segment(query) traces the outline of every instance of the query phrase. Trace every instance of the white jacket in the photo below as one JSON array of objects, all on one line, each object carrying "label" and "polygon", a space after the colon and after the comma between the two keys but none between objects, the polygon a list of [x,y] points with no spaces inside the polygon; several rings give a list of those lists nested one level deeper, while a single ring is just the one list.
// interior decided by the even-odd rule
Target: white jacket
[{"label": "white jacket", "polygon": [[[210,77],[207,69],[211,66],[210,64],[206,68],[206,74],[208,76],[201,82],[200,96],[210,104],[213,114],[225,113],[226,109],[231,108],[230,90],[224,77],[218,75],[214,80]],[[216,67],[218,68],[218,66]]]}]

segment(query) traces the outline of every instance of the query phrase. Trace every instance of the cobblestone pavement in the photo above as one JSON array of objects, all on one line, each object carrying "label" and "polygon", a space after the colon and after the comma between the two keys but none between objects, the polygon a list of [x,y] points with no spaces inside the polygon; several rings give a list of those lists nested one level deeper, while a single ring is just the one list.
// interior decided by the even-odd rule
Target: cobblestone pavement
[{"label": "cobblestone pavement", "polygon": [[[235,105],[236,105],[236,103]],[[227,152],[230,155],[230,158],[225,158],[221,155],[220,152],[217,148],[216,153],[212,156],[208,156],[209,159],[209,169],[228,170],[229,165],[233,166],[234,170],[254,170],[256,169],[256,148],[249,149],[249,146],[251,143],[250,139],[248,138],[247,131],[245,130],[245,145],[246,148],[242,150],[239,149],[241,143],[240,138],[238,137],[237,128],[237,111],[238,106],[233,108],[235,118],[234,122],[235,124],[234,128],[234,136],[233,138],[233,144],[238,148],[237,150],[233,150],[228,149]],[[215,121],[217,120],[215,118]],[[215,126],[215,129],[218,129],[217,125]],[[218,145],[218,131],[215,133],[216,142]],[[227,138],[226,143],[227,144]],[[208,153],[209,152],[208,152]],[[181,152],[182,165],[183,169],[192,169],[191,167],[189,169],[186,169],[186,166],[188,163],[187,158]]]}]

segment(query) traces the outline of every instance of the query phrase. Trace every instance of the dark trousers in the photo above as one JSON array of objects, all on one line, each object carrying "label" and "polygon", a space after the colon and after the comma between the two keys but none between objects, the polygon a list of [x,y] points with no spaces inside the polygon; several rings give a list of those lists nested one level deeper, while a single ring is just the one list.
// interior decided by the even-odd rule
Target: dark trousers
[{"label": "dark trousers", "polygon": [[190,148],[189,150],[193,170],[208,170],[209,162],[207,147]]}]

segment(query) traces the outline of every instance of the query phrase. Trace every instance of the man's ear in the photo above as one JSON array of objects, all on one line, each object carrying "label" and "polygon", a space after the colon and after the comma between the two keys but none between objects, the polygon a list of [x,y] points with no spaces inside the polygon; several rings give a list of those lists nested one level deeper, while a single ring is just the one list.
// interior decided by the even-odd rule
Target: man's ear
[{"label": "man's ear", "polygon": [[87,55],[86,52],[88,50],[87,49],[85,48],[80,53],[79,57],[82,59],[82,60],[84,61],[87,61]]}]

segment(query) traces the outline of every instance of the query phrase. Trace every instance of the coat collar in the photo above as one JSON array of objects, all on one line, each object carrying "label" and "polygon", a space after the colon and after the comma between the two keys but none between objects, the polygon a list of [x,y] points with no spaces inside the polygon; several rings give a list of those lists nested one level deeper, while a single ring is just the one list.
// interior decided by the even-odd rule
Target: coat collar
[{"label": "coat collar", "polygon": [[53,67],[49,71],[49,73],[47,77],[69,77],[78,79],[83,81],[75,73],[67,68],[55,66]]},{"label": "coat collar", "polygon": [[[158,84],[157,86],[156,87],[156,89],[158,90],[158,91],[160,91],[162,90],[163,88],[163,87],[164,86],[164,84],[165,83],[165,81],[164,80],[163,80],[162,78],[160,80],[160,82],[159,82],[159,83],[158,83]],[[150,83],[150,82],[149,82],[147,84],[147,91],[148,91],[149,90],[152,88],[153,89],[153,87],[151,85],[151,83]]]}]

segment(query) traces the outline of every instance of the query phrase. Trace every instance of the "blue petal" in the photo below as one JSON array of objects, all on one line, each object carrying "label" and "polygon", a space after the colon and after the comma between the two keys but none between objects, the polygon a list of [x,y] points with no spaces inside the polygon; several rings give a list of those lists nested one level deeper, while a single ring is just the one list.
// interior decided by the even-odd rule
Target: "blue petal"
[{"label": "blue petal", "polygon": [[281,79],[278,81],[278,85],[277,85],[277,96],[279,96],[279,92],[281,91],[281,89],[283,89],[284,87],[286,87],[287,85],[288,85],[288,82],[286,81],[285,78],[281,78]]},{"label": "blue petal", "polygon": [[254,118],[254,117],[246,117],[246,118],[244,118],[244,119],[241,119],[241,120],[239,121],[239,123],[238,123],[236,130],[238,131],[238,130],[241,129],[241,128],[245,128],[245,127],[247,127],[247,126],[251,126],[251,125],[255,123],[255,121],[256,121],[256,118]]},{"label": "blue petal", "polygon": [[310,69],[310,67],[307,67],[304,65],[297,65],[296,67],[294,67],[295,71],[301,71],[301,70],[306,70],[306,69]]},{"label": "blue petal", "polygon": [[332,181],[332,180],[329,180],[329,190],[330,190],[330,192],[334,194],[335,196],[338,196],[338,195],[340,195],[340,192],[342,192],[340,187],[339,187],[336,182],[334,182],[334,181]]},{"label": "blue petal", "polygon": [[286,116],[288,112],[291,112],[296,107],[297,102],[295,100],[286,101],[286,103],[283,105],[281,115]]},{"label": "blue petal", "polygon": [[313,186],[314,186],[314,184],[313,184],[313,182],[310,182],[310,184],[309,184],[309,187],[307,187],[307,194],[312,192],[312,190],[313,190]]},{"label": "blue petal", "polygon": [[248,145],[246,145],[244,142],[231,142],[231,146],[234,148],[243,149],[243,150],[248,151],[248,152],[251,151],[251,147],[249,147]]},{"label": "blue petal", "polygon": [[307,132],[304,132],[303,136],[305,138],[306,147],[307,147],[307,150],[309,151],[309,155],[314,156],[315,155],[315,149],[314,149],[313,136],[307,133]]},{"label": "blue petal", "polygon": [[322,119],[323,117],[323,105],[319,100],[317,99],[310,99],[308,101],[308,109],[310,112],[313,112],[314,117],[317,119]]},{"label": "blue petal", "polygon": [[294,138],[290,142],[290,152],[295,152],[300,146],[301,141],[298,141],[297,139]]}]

> _What the task asks_:
Copy every line of the listing above character for character, changing nothing.

> _Finished task_:
segment(query) traces the outline of every instance of the query phrase. Trace every instance of the white jacket in the photo below as one JSON array of objects, all on one line, each object carrying "label" and "polygon", a space after the colon and after the comma between the two keys but none between objects, the polygon a list of [x,y] points with no spaces inside the polygon; several rings give a list of those lists nested one level deeper, while a single ring is just the one list.
// interior decided by the even-odd rule
Target: white jacket
[{"label": "white jacket", "polygon": [[[210,77],[207,69],[211,66],[210,64],[206,68],[206,74],[208,76],[201,82],[200,96],[210,104],[213,114],[225,113],[226,109],[231,108],[230,90],[224,77],[218,75],[214,80]],[[216,67],[218,68],[218,66]]]}]

segment(query) traces the outline of every instance of the query phrase. Trace every instance of the cobblestone pavement in the photo above as one JSON array of objects, all on one line, each object carrying "label" and "polygon", a space after the colon and after the comma between the two keys but none between objects, the polygon a list of [x,y] points with no spaces inside the polygon; several rings give a list of those lists nested one level deeper, while a single ring is just the one list.
// interior decided by the even-odd rule
Target: cobblestone pavement
[{"label": "cobblestone pavement", "polygon": [[[235,105],[236,105],[236,103]],[[227,152],[230,155],[230,158],[225,158],[221,155],[220,152],[217,148],[216,153],[212,156],[208,156],[209,159],[209,169],[228,170],[229,165],[233,166],[234,170],[254,170],[256,169],[256,148],[249,149],[249,146],[251,143],[250,139],[248,138],[247,131],[245,130],[245,145],[246,148],[242,150],[239,149],[241,143],[240,138],[238,137],[237,128],[237,111],[238,106],[233,108],[235,118],[234,122],[235,124],[234,128],[234,136],[233,138],[233,144],[238,148],[237,150],[233,150],[228,149]],[[215,121],[217,120],[215,118]],[[215,126],[215,129],[218,129],[217,125]],[[218,145],[218,131],[215,133],[216,142]],[[227,138],[226,143],[227,144]],[[208,153],[209,152],[208,152]],[[181,152],[182,165],[183,169],[192,169],[191,167],[189,169],[186,169],[186,166],[188,163],[187,158]]]}]

segment(query) traces the outline of every instance of the query phrase. Trace every instance of the dark trousers in the photo above as one JSON array of objects, all on one line, each object carrying "label" and "polygon", a space after the colon and after the comma between the two keys but none between objects, the polygon a list of [x,y] points with no spaces inside the polygon; several rings give a list of those lists nested one level deeper, while a single ring is just the one list.
// interior decided by the even-odd rule
Target: dark trousers
[{"label": "dark trousers", "polygon": [[190,148],[189,150],[193,170],[208,170],[209,162],[207,147]]}]

segment(query) traces the outline of every instance of the query phrase. Trace every instance of the man's ear in the photo above as one JSON array of objects, all on one line, each object carrying "label" and "polygon", a space after the colon and after the comma between the two keys but none between objects, the polygon a list of [x,y] points with no spaces inside the polygon; several rings give a list of those lists nested one level deeper, while a single ring is just the one list.
// interior decided by the even-odd rule
Target: man's ear
[{"label": "man's ear", "polygon": [[87,55],[86,52],[88,50],[87,49],[85,48],[80,53],[79,57],[82,59],[82,60],[84,61],[87,61]]}]

segment(query) traces the outline of every instance of the query phrase. Trace every instance of the coat collar in the photo above as one JSON array of objects, all on one line, each object carrying "label" and "polygon", a space after the colon and after the comma between the two keys but none between objects, the polygon a list of [x,y] points with no spaces inside the polygon; several rings give a list of those lists nested one level deeper, while a single ring is just the one list.
// interior decided by the even-odd rule
Target: coat collar
[{"label": "coat collar", "polygon": [[53,67],[49,71],[49,73],[47,77],[69,77],[78,79],[83,81],[75,73],[67,68],[55,66]]},{"label": "coat collar", "polygon": [[[158,84],[157,86],[156,87],[156,89],[158,90],[158,91],[160,91],[162,90],[163,88],[163,87],[164,86],[164,84],[165,83],[165,81],[164,80],[163,80],[162,78],[160,80],[160,82],[159,82],[159,83],[158,83]],[[150,83],[150,82],[149,82],[147,84],[147,91],[148,91],[149,90],[152,88],[153,89],[153,87],[151,85],[151,83]]]}]

segment(query) traces the outline of every instance of the query phrase. Trace every instance of the "blue petal" in the photo below as one JSON array of objects, all on one line, each object carrying "label" and "polygon", a space after the colon and after the comma between the two keys but none between objects, the polygon a list of [x,y] points with no spaces inside the polygon; several rings give a list of those lists nested one level deeper, while a single ring is just the one list.
// interior decided by the even-odd rule
Target: "blue petal"
[{"label": "blue petal", "polygon": [[281,79],[278,81],[278,85],[277,85],[277,96],[279,96],[279,92],[281,91],[281,89],[283,89],[284,87],[286,87],[287,85],[288,85],[288,82],[286,81],[285,78],[281,78]]},{"label": "blue petal", "polygon": [[254,118],[254,117],[246,117],[246,118],[244,118],[244,119],[241,119],[241,120],[239,121],[239,123],[238,123],[236,130],[238,131],[238,130],[241,129],[241,128],[245,128],[245,127],[247,127],[247,126],[251,126],[251,125],[255,123],[255,121],[256,121],[256,118]]},{"label": "blue petal", "polygon": [[310,69],[310,67],[307,67],[304,65],[297,65],[296,67],[294,67],[295,71],[301,71],[301,70],[306,70],[306,69]]},{"label": "blue petal", "polygon": [[332,181],[332,180],[329,180],[329,190],[330,190],[330,192],[334,194],[335,196],[338,196],[338,195],[340,195],[340,192],[342,192],[340,187],[339,187],[336,182],[334,182],[334,181]]},{"label": "blue petal", "polygon": [[286,116],[288,112],[291,112],[296,107],[297,102],[295,100],[286,101],[286,103],[283,105],[281,115]]},{"label": "blue petal", "polygon": [[313,186],[314,186],[314,184],[313,184],[313,182],[310,182],[310,184],[309,184],[309,187],[307,187],[307,194],[312,192],[312,190],[313,190]]},{"label": "blue petal", "polygon": [[248,145],[246,145],[244,142],[231,142],[231,146],[234,148],[243,149],[243,150],[248,151],[248,152],[251,151],[251,147],[249,147]]},{"label": "blue petal", "polygon": [[307,132],[304,132],[303,136],[305,138],[306,147],[307,147],[307,150],[309,151],[309,155],[314,156],[315,155],[315,149],[314,149],[313,136],[307,133]]},{"label": "blue petal", "polygon": [[322,119],[323,117],[323,105],[319,100],[317,99],[310,99],[308,101],[308,109],[310,112],[313,112],[314,117],[317,119]]},{"label": "blue petal", "polygon": [[294,138],[290,142],[290,152],[295,152],[300,146],[301,141],[298,141],[297,139]]}]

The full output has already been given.